[Excerpts from point annotation data]
▽

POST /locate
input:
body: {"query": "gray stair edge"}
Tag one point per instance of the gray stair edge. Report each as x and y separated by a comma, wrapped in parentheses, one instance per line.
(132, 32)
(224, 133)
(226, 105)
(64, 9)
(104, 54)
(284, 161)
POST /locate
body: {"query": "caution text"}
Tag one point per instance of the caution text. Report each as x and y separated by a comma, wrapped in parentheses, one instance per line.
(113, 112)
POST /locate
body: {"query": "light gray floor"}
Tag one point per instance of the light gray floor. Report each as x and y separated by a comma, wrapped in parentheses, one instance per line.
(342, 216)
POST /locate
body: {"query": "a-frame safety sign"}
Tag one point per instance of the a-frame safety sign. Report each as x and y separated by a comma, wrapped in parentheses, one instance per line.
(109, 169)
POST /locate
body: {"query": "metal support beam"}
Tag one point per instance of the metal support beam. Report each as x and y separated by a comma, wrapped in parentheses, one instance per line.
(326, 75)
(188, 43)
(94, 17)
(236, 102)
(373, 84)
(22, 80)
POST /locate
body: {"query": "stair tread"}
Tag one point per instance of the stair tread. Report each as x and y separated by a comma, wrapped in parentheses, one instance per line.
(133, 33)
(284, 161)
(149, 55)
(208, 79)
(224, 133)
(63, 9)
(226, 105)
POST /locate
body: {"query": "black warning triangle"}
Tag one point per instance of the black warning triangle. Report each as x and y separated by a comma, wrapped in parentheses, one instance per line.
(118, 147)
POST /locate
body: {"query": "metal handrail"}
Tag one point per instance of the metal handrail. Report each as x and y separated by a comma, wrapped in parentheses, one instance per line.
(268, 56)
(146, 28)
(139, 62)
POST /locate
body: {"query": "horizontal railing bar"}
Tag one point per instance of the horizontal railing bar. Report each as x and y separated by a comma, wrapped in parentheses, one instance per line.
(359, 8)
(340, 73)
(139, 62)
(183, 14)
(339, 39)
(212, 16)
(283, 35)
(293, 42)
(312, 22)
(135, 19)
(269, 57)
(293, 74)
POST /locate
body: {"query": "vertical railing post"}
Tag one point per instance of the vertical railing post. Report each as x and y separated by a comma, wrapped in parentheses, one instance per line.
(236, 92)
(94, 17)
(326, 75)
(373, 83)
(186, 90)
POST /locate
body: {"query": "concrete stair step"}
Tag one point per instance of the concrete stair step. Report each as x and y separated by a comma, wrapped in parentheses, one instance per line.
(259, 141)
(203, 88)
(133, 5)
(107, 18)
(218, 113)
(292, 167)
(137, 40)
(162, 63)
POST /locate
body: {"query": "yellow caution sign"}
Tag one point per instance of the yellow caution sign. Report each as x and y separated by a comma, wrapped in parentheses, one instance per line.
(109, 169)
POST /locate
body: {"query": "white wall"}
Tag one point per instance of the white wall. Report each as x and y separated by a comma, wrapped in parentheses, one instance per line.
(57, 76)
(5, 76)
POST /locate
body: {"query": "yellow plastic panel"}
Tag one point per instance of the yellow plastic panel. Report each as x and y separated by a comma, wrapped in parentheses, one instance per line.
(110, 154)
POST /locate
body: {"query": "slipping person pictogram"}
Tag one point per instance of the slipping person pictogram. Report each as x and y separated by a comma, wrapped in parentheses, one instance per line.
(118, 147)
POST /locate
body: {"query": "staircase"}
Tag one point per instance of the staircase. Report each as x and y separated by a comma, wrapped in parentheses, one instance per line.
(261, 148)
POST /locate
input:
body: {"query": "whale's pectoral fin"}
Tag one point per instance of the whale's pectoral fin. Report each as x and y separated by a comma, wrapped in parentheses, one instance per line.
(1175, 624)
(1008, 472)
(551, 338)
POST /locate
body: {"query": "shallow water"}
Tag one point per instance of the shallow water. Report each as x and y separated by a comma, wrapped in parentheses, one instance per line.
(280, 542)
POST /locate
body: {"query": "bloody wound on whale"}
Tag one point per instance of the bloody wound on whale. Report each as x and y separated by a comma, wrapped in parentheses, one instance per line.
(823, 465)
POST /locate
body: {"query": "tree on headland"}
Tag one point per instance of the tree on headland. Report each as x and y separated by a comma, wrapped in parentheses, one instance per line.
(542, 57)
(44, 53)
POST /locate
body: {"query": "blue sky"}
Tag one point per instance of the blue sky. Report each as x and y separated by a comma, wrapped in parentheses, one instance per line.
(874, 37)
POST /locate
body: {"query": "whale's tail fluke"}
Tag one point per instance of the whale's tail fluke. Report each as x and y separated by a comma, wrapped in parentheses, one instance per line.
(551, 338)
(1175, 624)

△

_Exercise aim_
Tally the lines in the listing above that contain the word "bloody" and give only that number.

_Response_
2